BEGIN Records shown

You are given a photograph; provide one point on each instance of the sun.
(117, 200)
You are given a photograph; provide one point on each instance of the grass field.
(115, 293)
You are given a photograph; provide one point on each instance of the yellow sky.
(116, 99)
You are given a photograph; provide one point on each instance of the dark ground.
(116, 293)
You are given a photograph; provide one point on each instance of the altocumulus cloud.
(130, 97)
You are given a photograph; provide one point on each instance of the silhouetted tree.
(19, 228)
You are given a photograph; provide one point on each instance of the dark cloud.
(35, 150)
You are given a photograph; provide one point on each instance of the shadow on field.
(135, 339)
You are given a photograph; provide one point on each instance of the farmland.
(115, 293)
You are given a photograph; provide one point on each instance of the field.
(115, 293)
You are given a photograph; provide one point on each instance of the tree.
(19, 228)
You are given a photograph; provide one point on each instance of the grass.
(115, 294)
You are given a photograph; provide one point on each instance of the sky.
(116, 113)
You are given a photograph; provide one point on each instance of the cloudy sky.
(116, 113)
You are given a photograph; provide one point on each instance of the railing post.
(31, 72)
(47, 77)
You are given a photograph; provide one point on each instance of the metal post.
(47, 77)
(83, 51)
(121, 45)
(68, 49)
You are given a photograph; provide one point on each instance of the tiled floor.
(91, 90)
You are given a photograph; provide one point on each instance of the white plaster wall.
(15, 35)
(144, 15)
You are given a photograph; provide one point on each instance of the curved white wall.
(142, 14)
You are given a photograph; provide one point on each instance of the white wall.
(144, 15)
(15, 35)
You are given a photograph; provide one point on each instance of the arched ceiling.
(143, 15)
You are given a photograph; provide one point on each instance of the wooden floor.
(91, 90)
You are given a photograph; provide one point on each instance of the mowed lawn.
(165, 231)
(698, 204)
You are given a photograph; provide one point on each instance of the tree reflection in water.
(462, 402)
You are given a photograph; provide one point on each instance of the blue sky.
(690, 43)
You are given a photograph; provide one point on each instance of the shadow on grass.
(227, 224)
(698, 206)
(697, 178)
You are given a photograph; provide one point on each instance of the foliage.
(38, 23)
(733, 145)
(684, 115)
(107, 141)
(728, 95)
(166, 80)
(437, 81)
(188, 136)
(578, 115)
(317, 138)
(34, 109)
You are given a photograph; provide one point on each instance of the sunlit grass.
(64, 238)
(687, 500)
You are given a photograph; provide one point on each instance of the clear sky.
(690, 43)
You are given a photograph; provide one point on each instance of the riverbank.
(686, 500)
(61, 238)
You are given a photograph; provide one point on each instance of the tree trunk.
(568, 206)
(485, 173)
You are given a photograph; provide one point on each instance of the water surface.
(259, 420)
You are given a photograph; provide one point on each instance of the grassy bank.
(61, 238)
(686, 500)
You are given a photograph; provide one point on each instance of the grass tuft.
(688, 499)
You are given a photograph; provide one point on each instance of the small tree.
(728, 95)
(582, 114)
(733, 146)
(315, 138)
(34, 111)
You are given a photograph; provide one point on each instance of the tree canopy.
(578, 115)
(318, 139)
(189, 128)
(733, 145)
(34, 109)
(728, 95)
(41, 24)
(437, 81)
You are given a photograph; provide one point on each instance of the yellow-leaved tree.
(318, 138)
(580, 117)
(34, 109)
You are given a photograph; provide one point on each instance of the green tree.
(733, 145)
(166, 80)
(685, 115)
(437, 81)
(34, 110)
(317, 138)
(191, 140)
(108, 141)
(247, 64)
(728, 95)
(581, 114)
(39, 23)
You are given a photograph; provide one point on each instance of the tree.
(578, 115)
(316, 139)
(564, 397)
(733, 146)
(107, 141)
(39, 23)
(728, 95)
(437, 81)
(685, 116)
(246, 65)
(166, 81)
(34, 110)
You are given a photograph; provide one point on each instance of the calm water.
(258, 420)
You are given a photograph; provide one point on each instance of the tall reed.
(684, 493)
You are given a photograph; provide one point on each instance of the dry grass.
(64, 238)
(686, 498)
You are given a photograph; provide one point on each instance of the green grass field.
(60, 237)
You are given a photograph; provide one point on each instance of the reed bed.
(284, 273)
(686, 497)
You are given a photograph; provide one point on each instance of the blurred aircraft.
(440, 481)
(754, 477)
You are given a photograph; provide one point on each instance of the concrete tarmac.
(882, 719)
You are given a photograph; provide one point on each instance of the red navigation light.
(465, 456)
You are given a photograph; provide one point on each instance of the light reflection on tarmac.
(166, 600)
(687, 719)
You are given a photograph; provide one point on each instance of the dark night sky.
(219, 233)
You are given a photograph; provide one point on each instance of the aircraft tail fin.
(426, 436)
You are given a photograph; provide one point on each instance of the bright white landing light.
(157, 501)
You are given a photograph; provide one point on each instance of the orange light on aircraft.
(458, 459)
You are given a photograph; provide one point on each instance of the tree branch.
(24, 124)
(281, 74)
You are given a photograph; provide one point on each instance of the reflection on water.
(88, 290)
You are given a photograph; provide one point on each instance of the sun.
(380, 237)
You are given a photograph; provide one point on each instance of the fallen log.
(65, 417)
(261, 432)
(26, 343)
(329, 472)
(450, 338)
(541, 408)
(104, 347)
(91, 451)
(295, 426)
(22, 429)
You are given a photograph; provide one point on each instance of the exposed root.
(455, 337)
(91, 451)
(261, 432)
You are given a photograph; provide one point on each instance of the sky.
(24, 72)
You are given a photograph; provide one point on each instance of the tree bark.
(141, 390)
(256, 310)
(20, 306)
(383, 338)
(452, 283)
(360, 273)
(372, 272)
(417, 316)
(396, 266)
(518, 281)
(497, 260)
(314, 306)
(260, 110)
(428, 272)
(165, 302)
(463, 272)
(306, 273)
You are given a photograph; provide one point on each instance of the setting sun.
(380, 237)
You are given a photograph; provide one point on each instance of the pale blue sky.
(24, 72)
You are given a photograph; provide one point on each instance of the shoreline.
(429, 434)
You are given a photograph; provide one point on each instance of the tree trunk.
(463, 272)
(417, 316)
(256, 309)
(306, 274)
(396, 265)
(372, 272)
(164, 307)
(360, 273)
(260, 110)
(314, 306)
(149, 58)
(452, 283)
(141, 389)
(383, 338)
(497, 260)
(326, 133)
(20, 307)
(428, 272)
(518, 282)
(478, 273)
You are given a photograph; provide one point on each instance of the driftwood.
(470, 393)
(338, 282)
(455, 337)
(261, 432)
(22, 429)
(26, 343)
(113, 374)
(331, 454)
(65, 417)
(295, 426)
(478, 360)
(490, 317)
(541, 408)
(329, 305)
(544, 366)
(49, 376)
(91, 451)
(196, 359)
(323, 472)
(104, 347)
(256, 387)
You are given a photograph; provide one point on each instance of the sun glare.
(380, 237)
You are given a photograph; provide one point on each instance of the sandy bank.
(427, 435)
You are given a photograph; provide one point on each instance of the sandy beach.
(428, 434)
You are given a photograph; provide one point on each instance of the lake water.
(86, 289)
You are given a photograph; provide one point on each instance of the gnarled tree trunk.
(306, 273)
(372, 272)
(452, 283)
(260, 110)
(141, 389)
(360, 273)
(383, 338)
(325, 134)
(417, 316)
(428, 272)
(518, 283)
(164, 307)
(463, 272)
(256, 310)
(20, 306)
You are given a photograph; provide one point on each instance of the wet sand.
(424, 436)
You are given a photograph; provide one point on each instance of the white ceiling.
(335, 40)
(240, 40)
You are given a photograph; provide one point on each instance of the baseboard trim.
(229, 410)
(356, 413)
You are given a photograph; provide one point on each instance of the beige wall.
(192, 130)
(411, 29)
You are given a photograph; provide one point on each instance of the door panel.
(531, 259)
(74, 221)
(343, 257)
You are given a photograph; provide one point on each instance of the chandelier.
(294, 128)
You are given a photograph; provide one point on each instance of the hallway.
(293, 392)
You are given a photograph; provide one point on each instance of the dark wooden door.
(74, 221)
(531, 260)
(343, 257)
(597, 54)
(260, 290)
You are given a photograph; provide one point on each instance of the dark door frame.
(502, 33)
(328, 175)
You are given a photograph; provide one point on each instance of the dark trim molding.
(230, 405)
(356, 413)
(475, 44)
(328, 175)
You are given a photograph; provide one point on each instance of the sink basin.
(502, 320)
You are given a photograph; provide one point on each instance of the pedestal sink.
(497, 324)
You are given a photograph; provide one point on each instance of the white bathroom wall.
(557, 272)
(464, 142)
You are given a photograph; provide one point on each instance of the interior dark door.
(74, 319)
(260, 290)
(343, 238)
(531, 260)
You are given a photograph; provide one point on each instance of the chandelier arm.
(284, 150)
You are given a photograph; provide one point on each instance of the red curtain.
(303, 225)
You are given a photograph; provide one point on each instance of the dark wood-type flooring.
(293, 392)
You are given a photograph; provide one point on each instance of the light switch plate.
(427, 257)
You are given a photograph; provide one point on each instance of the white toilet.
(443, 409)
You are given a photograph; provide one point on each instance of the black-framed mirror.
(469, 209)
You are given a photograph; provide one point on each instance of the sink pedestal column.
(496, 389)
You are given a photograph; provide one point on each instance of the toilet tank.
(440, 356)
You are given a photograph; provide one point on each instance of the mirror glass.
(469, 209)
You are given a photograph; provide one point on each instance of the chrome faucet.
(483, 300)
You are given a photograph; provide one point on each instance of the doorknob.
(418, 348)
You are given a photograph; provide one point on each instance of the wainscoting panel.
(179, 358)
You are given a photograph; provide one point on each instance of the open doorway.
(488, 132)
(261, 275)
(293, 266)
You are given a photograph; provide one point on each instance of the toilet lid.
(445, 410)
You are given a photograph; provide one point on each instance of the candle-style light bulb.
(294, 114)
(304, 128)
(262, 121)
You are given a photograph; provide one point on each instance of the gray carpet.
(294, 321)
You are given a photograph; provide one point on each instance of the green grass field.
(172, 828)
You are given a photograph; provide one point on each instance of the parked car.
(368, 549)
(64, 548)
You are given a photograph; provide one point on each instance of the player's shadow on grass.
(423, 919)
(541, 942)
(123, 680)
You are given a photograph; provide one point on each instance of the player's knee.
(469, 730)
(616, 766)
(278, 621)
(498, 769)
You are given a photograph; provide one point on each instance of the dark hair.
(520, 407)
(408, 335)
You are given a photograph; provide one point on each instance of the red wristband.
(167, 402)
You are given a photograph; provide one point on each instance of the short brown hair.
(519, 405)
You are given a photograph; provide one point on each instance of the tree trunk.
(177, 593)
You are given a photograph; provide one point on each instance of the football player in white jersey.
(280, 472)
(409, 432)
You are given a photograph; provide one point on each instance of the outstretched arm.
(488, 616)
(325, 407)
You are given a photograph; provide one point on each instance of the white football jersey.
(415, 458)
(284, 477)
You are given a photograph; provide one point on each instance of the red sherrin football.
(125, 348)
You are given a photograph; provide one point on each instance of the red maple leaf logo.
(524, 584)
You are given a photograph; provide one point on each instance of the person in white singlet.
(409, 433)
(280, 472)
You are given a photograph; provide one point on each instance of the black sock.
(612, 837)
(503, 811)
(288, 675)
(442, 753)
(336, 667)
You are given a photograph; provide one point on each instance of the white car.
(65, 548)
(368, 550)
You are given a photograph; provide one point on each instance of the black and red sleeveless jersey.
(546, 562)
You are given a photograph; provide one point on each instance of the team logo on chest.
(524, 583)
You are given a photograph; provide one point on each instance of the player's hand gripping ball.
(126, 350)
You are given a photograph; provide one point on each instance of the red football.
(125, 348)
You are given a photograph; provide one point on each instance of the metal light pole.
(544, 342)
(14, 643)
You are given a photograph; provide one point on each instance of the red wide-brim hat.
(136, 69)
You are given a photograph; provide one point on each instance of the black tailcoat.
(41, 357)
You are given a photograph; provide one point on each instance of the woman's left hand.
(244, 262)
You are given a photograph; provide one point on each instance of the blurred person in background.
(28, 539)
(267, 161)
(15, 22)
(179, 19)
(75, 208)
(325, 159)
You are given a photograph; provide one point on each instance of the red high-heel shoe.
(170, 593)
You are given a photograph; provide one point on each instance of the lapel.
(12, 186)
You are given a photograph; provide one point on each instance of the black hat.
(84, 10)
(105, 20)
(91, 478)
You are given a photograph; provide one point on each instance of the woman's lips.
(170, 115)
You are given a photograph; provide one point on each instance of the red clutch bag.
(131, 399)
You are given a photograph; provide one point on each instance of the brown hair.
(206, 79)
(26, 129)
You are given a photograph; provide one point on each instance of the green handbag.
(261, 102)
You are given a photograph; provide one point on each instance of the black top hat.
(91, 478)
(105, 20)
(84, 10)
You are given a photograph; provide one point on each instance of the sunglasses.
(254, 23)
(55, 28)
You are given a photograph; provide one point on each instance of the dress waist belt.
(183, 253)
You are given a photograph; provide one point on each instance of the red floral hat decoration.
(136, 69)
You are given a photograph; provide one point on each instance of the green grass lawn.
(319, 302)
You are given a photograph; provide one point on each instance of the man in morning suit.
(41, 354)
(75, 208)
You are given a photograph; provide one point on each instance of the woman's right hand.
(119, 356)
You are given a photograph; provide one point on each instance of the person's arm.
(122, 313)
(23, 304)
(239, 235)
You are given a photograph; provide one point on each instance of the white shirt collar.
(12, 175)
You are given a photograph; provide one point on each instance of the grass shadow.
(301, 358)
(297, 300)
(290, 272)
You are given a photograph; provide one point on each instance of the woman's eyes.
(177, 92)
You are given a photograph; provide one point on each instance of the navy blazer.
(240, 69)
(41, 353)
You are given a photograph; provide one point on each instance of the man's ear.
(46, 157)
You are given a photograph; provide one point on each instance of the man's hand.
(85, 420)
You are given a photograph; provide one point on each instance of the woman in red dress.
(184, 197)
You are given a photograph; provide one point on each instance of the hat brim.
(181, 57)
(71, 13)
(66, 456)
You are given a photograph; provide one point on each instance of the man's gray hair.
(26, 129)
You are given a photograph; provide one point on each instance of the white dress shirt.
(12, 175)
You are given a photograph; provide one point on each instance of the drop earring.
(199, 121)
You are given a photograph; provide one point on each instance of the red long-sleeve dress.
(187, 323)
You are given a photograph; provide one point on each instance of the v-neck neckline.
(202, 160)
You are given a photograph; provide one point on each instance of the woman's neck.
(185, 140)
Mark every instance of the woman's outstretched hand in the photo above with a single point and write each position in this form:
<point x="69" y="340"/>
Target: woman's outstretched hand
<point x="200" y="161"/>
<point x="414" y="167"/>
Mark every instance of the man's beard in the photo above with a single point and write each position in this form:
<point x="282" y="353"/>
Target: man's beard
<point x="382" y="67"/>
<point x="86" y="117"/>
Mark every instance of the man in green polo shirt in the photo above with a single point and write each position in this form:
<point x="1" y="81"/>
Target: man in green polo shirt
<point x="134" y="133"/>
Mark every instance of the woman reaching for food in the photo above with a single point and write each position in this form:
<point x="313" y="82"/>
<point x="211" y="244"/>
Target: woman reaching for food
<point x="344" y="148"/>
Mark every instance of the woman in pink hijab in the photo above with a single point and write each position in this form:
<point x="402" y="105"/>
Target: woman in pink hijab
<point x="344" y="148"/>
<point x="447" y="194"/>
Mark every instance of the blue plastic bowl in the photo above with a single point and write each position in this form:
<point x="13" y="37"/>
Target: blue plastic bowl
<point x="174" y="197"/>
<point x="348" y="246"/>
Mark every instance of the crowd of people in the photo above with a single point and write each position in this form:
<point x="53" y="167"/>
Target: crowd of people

END Records shown

_Work order_: Find each line in the records holding the string "people" and show it.

_Answer for this exercise_:
Mark every instance of the crowd of people in the photo above with a single point and write each position in this form:
Target: crowd of people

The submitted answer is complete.